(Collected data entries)
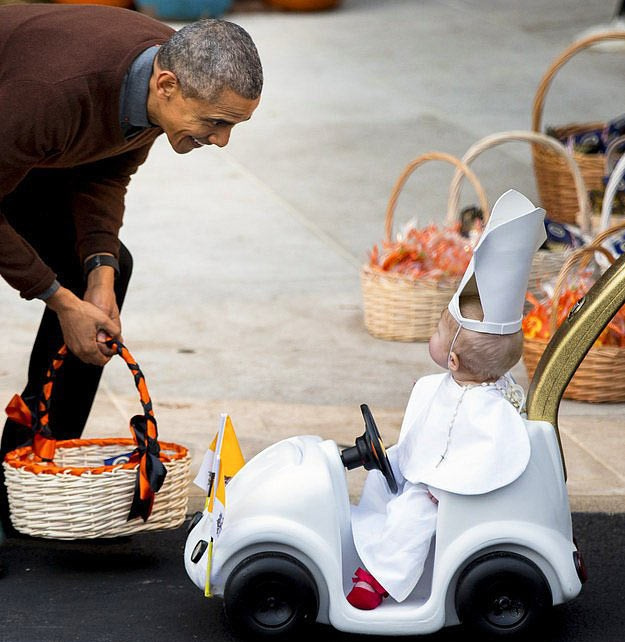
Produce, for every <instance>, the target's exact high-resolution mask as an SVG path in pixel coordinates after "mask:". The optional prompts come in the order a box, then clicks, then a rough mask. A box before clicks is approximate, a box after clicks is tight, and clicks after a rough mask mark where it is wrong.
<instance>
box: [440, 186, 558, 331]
mask: <svg viewBox="0 0 625 642" xmlns="http://www.w3.org/2000/svg"><path fill="white" fill-rule="evenodd" d="M544 217H545V210H543V209H542V208H540V207H536V206H535V205H534V204H533V203H532V202H531V201H530V200H529V199H528V198H526V197H525V196H523V194H521V193H520V192H517V191H516V190H513V189H511V190H508V191H507V192H505V193H504V194H503V195H502V196H500V197H499V199H498V200H497V202H496V203H495V205H494V206H493V210H492V212H491V215H490V218H489V219H488V223H487V224H486V227H485V228H484V232H483V233H482V236H481V237H480V240H479V241H478V243H477V245H476V246H475V249H474V250H473V256H472V258H471V261H470V263H469V265H468V266H467V269H466V271H465V273H464V276H463V277H462V280H461V281H460V285H459V286H458V289H457V290H456V293H455V294H454V296H453V297H452V299H451V301H450V302H449V306H448V308H449V312H450V313H451V315H452V316H453V317H454V319H455V320H456V321H457V322H458V324H459V325H460V326H462V327H463V328H466V329H467V330H474V331H475V332H486V333H489V334H512V333H514V332H517V331H518V330H520V329H521V321H522V320H523V305H524V303H525V294H526V292H527V284H528V281H529V275H530V269H531V267H532V259H533V257H534V252H536V250H537V249H538V248H539V247H540V246H541V245H542V243H543V242H544V240H545V238H546V235H545V225H544ZM470 295H473V296H475V295H477V296H479V298H480V302H481V304H482V310H483V312H484V318H483V319H482V320H481V321H480V320H477V319H465V318H464V317H463V316H462V314H461V312H460V299H461V297H463V296H470Z"/></svg>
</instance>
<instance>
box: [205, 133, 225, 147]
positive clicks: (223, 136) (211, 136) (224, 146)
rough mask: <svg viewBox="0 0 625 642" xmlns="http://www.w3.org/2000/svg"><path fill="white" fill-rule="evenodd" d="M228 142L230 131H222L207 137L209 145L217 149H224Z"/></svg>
mask: <svg viewBox="0 0 625 642" xmlns="http://www.w3.org/2000/svg"><path fill="white" fill-rule="evenodd" d="M229 140H230V129H224V130H222V131H218V132H215V133H214V134H211V135H210V136H209V137H208V141H209V142H210V144H211V145H217V147H225V146H226V145H227V144H228V141H229Z"/></svg>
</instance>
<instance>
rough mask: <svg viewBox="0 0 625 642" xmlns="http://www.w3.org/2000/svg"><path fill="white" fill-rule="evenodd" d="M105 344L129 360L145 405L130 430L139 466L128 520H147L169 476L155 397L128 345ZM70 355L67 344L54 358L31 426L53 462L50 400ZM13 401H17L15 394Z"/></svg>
mask: <svg viewBox="0 0 625 642" xmlns="http://www.w3.org/2000/svg"><path fill="white" fill-rule="evenodd" d="M105 343H106V345H107V346H108V347H109V348H111V349H112V350H114V351H115V352H116V353H117V354H118V355H119V356H120V357H121V358H122V359H123V360H124V361H125V362H126V365H127V366H128V368H129V370H130V371H131V372H132V374H133V377H134V381H135V386H136V387H137V390H138V392H139V399H140V401H141V406H142V407H143V415H135V416H134V417H132V419H131V420H130V429H131V432H132V433H133V436H134V439H135V444H136V448H135V450H134V451H133V453H132V454H131V456H130V461H131V462H136V463H138V469H137V478H136V482H135V490H134V495H133V498H132V504H131V506H130V511H129V513H128V520H131V519H134V518H135V517H141V518H142V519H143V521H147V519H148V517H149V516H150V514H151V512H152V507H153V504H154V494H155V493H156V492H158V490H159V489H160V488H161V486H162V485H163V482H164V481H165V476H166V475H167V470H166V468H165V466H164V465H163V462H162V461H161V458H160V445H159V443H158V431H157V426H156V418H155V417H154V410H153V408H152V400H151V399H150V394H149V392H148V388H147V385H146V383H145V378H144V376H143V373H142V372H141V369H140V368H139V365H138V364H137V362H136V361H135V360H134V358H133V357H132V355H131V354H130V352H129V351H128V349H127V348H126V346H124V345H123V344H122V343H121V342H120V341H115V340H114V339H111V338H109V339H107V341H106V342H105ZM67 354H68V349H67V346H65V345H63V346H62V347H61V349H60V350H59V351H58V352H57V354H56V355H55V356H54V358H53V359H52V363H51V364H50V367H49V368H48V371H47V373H46V376H45V379H44V385H43V388H42V391H41V395H40V399H39V402H38V404H37V408H36V410H35V412H34V413H32V415H31V417H30V426H31V427H32V429H33V431H34V438H33V452H34V453H35V455H37V456H38V457H39V458H41V459H42V460H44V461H52V459H53V458H54V450H55V445H56V440H55V439H54V437H53V434H52V431H51V430H50V425H49V413H50V400H51V396H52V389H53V386H54V379H55V377H56V375H57V373H58V371H59V369H60V368H61V366H62V365H63V362H64V361H65V357H66V356H67ZM16 397H17V395H16ZM18 400H19V401H20V402H21V408H22V409H24V406H25V404H24V402H23V401H22V400H21V399H18ZM11 403H12V404H13V403H15V397H14V399H13V400H12V402H11Z"/></svg>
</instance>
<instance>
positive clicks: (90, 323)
mask: <svg viewBox="0 0 625 642" xmlns="http://www.w3.org/2000/svg"><path fill="white" fill-rule="evenodd" d="M90 296H91V295H90ZM94 296H95V295H94ZM96 298H97V297H96ZM104 298H106V299H108V297H104ZM113 298H114V297H113ZM46 303H47V305H48V307H50V308H51V309H52V310H54V311H55V312H56V313H57V316H58V317H59V322H60V324H61V330H62V331H63V338H64V339H65V343H66V344H67V347H68V348H69V349H70V351H71V352H72V353H73V354H75V355H76V356H77V357H78V358H79V359H80V360H81V361H84V362H85V363H91V364H93V365H97V366H103V365H104V364H106V363H107V362H108V361H109V360H110V358H111V357H110V355H111V351H110V350H109V349H108V348H106V346H104V345H103V343H100V341H103V340H104V336H105V335H110V336H111V337H113V338H114V339H118V340H119V341H121V327H120V324H119V313H118V312H116V318H115V319H112V318H111V317H109V315H108V314H106V313H105V312H104V311H103V310H101V309H100V307H99V306H98V305H94V304H93V303H90V302H89V301H86V300H85V301H81V300H80V299H79V298H78V297H77V296H76V295H75V294H73V293H72V292H70V290H68V289H66V288H64V287H60V288H59V289H58V290H57V291H56V292H55V293H54V294H53V295H52V296H51V297H50V298H49V299H48V300H47V301H46ZM109 309H110V308H109ZM115 311H117V305H116V304H115ZM105 351H106V354H105Z"/></svg>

### Directions:
Repeat every entry above word for word, and include no pictures.

### Answer to the problem:
Produce, for every <instance>, the target's exact high-resolution mask as an SVG path in pixel coordinates after "mask:". The optional prompts come in the order a box, then clicks, then a rough mask. A box before clicks is approximate, a box after clicks is tight, and clicks after a rough mask mark where it is wrong.
<instance>
box: [440, 186, 558, 331]
mask: <svg viewBox="0 0 625 642" xmlns="http://www.w3.org/2000/svg"><path fill="white" fill-rule="evenodd" d="M544 217H545V210H543V209H542V208H540V207H536V206H535V205H534V204H533V203H532V202H531V201H530V200H529V199H528V198H526V197H525V196H523V194H521V193H520V192H517V191H516V190H513V189H511V190H508V191H507V192H505V193H504V194H503V195H502V196H500V197H499V199H498V200H497V202H496V203H495V205H494V206H493V210H492V212H491V215H490V218H489V219H488V223H487V224H486V227H485V228H484V232H483V233H482V236H481V237H480V240H479V241H478V243H477V245H476V246H475V249H474V250H473V256H472V258H471V261H470V263H469V265H468V266H467V269H466V271H465V273H464V276H463V277H462V280H461V281H460V285H459V286H458V289H457V290H456V293H455V294H454V296H453V297H452V299H451V301H450V302H449V306H448V308H449V312H450V313H451V315H452V316H453V317H454V319H455V320H456V321H457V322H458V324H459V325H460V326H462V327H463V328H466V329H467V330H474V331H475V332H486V333H489V334H512V333H514V332H517V331H518V330H520V329H521V321H522V320H523V305H524V303H525V294H526V292H527V284H528V281H529V275H530V269H531V267H532V259H533V257H534V252H536V250H537V249H538V248H539V247H540V246H541V245H542V243H543V242H544V240H545V238H546V235H545V225H544ZM470 295H473V296H475V295H477V296H479V298H480V302H481V304H482V310H483V312H484V318H483V319H482V320H481V321H480V320H477V319H465V318H464V317H463V316H462V314H461V312H460V299H461V297H463V296H470Z"/></svg>
</instance>
<instance>
box: [205, 133, 225, 147]
positive clicks: (223, 136) (211, 136) (224, 146)
rough mask: <svg viewBox="0 0 625 642" xmlns="http://www.w3.org/2000/svg"><path fill="white" fill-rule="evenodd" d="M228 142L230 131H222L207 137L209 145L217 149H224Z"/></svg>
mask: <svg viewBox="0 0 625 642" xmlns="http://www.w3.org/2000/svg"><path fill="white" fill-rule="evenodd" d="M229 140H230V129H224V130H222V131H218V132H215V133H214V134H211V135H210V136H209V137H208V141H209V142H210V144H211V145H217V147H225V146H226V145H227V144H228V141H229Z"/></svg>
</instance>
<instance>
rough mask: <svg viewBox="0 0 625 642" xmlns="http://www.w3.org/2000/svg"><path fill="white" fill-rule="evenodd" d="M105 344L129 360L145 405L130 430L139 466L128 520H147L169 476L155 397L128 345ZM70 355L67 344L54 358L31 426L53 462L50 400ZM13 401H17L15 394Z"/></svg>
mask: <svg viewBox="0 0 625 642" xmlns="http://www.w3.org/2000/svg"><path fill="white" fill-rule="evenodd" d="M105 343H106V345H107V346H108V347H109V348H111V349H112V350H114V351H115V352H116V353H117V354H118V355H119V356H120V357H121V358H122V359H123V360H124V361H125V362H126V365H127V366H128V368H129V370H130V371H131V372H132V374H133V377H134V381H135V386H136V387H137V390H138V392H139V399H140V401H141V406H142V407H143V415H135V416H134V417H132V419H131V420H130V429H131V432H132V433H133V436H134V439H135V444H136V448H135V450H134V451H133V453H132V454H131V456H130V461H131V462H136V463H138V469H137V478H136V482H135V490H134V495H133V498H132V504H131V506H130V511H129V513H128V520H131V519H134V518H135V517H141V518H142V519H143V521H147V519H148V517H149V516H150V514H151V512H152V507H153V504H154V494H155V493H156V492H158V490H159V489H160V488H161V486H162V485H163V482H164V481H165V476H166V475H167V470H166V468H165V466H164V465H163V462H162V461H161V458H160V445H159V443H158V431H157V426H156V418H155V417H154V410H153V408H152V400H151V399H150V394H149V392H148V388H147V385H146V383H145V378H144V376H143V373H142V372H141V369H140V368H139V365H138V364H137V362H136V361H135V360H134V358H133V357H132V355H131V354H130V352H129V351H128V349H127V348H126V346H124V345H123V344H122V343H121V342H120V341H115V340H114V339H111V338H109V339H107V341H106V342H105ZM67 354H68V349H67V346H65V345H63V346H62V347H61V349H60V350H59V351H58V352H57V354H56V355H55V356H54V358H53V359H52V363H51V364H50V367H49V368H48V371H47V373H46V376H45V379H44V385H43V388H42V391H41V395H40V399H39V402H38V404H37V408H36V410H35V412H34V413H32V415H31V417H30V426H31V427H32V429H33V431H34V438H33V452H34V453H35V455H37V456H38V457H39V458H41V459H42V460H44V461H52V459H53V458H54V450H55V445H56V440H55V439H54V437H53V434H52V431H51V430H50V425H49V413H50V400H51V396H52V389H53V386H54V379H55V377H56V375H57V373H58V371H59V369H60V368H61V366H62V365H63V362H64V361H65V357H66V356H67ZM16 397H17V395H16ZM18 400H19V401H20V402H21V408H22V409H24V406H25V404H24V402H23V401H22V400H21V399H18ZM11 403H12V404H13V403H15V397H14V399H13V400H12V402H11Z"/></svg>
</instance>
<instance>
positive clicks: (90, 323)
mask: <svg viewBox="0 0 625 642" xmlns="http://www.w3.org/2000/svg"><path fill="white" fill-rule="evenodd" d="M90 296H91V295H90ZM94 296H95V295H94ZM96 298H97V297H96ZM104 298H106V299H108V297H104ZM113 298H114V297H113ZM46 303H47V305H48V307H50V308H51V309H52V310H54V311H55V312H56V313H57V316H58V317H59V322H60V324H61V330H62V331H63V338H64V339H65V343H66V344H67V347H68V348H69V349H70V351H71V352H72V353H73V354H75V355H76V356H77V357H78V358H79V359H80V360H81V361H84V362H85V363H91V364H93V365H97V366H103V365H104V364H106V363H107V362H108V361H109V360H110V358H111V357H110V355H111V351H110V350H109V349H108V348H106V346H104V345H103V343H100V341H103V340H104V336H105V335H110V336H111V337H113V338H114V339H118V340H119V341H121V327H120V324H119V313H118V312H116V318H115V319H112V318H111V317H109V315H108V314H106V313H105V312H104V311H103V310H101V309H100V307H99V306H98V305H94V304H93V303H90V302H89V301H86V300H85V301H81V300H80V299H79V298H78V297H77V296H76V295H75V294H73V293H72V292H70V290H68V289H66V288H64V287H60V288H59V289H58V290H57V291H56V292H55V293H54V294H53V295H52V296H51V297H50V298H49V299H48V300H47V301H46ZM109 309H110V308H109ZM115 311H117V305H116V304H115ZM105 351H106V354H105Z"/></svg>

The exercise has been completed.